* [Exercise aim]
Reproduce the first line of the entries that follow and each later line, word for word, ending with the one containing "Target: bird's outstretched wing".

[Saved entries]
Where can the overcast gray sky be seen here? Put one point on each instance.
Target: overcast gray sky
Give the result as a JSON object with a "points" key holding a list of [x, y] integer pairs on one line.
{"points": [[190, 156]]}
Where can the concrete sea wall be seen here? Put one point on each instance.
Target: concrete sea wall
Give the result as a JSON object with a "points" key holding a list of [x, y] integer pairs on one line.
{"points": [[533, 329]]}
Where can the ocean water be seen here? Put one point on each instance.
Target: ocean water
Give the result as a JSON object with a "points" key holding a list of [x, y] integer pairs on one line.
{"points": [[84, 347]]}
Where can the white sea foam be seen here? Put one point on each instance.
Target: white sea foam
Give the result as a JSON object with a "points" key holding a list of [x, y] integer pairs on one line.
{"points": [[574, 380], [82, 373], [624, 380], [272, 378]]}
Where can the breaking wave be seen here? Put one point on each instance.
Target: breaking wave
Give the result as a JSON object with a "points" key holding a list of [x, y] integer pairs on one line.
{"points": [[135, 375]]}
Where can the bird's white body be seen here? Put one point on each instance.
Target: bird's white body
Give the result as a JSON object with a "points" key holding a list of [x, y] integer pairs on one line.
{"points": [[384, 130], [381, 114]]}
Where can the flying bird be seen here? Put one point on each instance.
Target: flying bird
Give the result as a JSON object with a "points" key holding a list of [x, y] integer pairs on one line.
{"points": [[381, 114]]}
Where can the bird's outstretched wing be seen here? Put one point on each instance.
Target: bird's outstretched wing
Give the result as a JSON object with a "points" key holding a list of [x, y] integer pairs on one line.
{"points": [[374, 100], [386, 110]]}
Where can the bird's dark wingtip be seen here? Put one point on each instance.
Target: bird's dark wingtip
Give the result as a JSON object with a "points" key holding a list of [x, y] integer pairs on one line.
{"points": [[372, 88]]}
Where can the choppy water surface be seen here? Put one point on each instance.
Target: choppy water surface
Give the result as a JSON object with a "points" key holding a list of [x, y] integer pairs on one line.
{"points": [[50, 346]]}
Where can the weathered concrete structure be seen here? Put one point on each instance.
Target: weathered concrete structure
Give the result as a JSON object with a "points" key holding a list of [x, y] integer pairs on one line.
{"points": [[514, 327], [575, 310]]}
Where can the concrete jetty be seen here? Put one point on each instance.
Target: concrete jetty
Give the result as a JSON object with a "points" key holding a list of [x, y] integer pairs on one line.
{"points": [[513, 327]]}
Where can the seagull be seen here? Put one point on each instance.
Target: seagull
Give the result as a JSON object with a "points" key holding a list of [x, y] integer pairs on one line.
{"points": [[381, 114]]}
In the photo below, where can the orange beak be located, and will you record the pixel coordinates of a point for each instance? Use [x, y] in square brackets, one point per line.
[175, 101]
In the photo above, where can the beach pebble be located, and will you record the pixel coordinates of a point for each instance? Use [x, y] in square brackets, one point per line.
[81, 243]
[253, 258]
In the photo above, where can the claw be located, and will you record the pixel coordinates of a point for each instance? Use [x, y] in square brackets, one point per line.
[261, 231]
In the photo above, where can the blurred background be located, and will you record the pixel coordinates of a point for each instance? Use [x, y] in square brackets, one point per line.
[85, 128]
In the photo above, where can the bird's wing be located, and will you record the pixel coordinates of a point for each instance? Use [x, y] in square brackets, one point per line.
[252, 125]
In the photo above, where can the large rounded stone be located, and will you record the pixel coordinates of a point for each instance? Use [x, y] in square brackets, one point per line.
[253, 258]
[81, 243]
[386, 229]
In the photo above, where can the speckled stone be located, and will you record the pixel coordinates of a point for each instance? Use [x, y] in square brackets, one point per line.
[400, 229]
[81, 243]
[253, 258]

* [Exercise output]
Where can the overcast gray sky be seen here? Put one point on each instance.
Target: overcast gray sky
Give the result as a JSON object with a "points" key holding a list of [x, y] integer pairs on one line.
{"points": [[190, 156]]}
Where can the concrete sea wall be seen here? Put one point on each instance.
Target: concrete sea wall
Give the result as a JSON object with a "points" key holding a list of [x, y] integer pairs on one line.
{"points": [[533, 329]]}
Where can the ocean water be seen here? Put one point on each instance.
Target: ocean water
Give the result as a JSON object with a "points" key holding a list of [x, y] integer pairs on one line.
{"points": [[84, 347]]}
Where can the white sea foam be seen here? Put one point on each instance.
Target: white sea foam
Give the result as a JSON object with a "points" key holding a list of [x, y] integer pairs on one line.
{"points": [[574, 380], [82, 373], [624, 380], [272, 378]]}
Where can the breaking wave be seen here? Put one point on each instance.
Target: breaking wave
Give the result as a JSON object with a "points" key holding a list of [x, y] integer pairs on one line.
{"points": [[135, 375]]}
Where can the bird's white body be seen here? Put one point on each instance.
Target: bird's white body
Give the result as a JSON object with a "points" key holding a list of [x, y] integer pairs on one line.
{"points": [[384, 130], [381, 114]]}
Where can the flying bird be seen here? Put one point on each instance.
Target: flying bird
Give the result as a JSON object with a "points" key holding a list of [x, y] integer pairs on one line.
{"points": [[381, 114]]}
Where can the bird's outstretched wing be seen here? Put one point on each instance.
Target: bird's outstretched wing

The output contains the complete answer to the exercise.